**SET EXERCISE**
Reproduce the passage of the American Idol post below from "May 21, 2009" to "goes vanilla again.", word for word.

**READING PASSAGE**

□ □ □ □ □

May 21, 2009

American Idol: Vanilla beats pistachio

Win

The result was no surprise. Adam Lambert was the third-party candidate this season. The closes "Idol" has come to electing someone this unconventional was back when Clay Aiken finished second. Lambert was extreme and extraordinary he wasn't going to win. He was too over-the-top, too sexually disoriented, too campy, too everything. It's surprising he lasted as long as he did. Most likely, lots of perturbed Danny Gokey fans made sure he wasn't going to steamroll another happy-loving nice guy. Mainstream goes vanilla again.

Lambert will be just fine. He took what he needed from this show, plus more. He'll make some kind of rock record, endorse ... cosmetics (?), do theater. Kris Allen's road ahead is less certain. His field of competion now includes Justin Timberlake, Maroon 5 and John Mayer. Hard to imagine him standing out in that crowd.

The larger picture is just as cloudy: Where does Idol go from here? Viewership is way down again; and the show has become numbingly predictable. The fourth-judge experiment was a failure. Kara DioGuardi added nothing to the chemistry, and that coronation song she wrote was a bucket of warm spit. Aside from Simon Cowell, the other judges offer nothing but worn-out shtick.

□ □ □ □ □

**EXCERPTED DATA**
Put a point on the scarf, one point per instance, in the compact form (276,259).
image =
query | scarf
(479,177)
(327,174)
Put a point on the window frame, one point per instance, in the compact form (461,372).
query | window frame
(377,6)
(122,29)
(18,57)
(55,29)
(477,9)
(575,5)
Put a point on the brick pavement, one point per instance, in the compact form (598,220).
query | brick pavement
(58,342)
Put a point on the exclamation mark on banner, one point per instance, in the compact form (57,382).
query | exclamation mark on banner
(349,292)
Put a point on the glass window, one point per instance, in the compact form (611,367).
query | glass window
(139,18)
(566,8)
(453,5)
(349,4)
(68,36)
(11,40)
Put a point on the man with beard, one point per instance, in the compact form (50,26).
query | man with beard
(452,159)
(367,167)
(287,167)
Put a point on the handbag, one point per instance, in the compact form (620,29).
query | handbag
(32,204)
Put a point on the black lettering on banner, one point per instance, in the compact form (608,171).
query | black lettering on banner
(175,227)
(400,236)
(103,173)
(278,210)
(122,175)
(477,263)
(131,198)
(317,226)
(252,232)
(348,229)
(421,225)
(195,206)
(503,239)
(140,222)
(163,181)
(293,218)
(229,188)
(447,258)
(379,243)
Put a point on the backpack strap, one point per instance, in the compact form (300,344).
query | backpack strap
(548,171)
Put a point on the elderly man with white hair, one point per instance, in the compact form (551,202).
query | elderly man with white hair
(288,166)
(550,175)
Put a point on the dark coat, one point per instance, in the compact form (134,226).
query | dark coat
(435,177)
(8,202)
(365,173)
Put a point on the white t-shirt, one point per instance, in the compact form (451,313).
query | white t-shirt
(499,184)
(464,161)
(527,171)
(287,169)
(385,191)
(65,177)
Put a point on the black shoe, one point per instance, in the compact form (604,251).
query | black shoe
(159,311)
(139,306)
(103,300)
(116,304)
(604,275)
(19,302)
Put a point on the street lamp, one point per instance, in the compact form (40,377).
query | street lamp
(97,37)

□ □ □ □ □

**OUTPUT BELOW**
May 21, 2009

American Idol: Vanilla beats pistachio

Win

The result was no surprise. Adam Lambert was the third-party candidate this season. The closes "Idol" has come to electing someone this unconventional was back when Clay Aiken finished second. Lambert was extreme and extraordinary he wasn't going to win. He was too over-the-top, too sexually disoriented, too campy, too everything. It's surprising he lasted as long as he did. Most likely, lots of perturbed Danny Gokey fans made sure he wasn't going to steamroll another happy-loving nice guy. Mainstream goes vanilla again.